Stated task » Arrange the data below in a Markdown table with two columns, Number and Content: number each line in Number and put the line itself in Content. Skip any blank lines.

───── Supplied entries ─────

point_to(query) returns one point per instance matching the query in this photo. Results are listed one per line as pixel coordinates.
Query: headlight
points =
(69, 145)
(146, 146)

─────

Expected answer »
| Number | Content |
|---|---|
| 1 | point_to(query) returns one point per instance matching the query in this photo. Results are listed one per line as pixel coordinates. |
| 2 | Query: headlight |
| 3 | points = |
| 4 | (69, 145) |
| 5 | (146, 146) |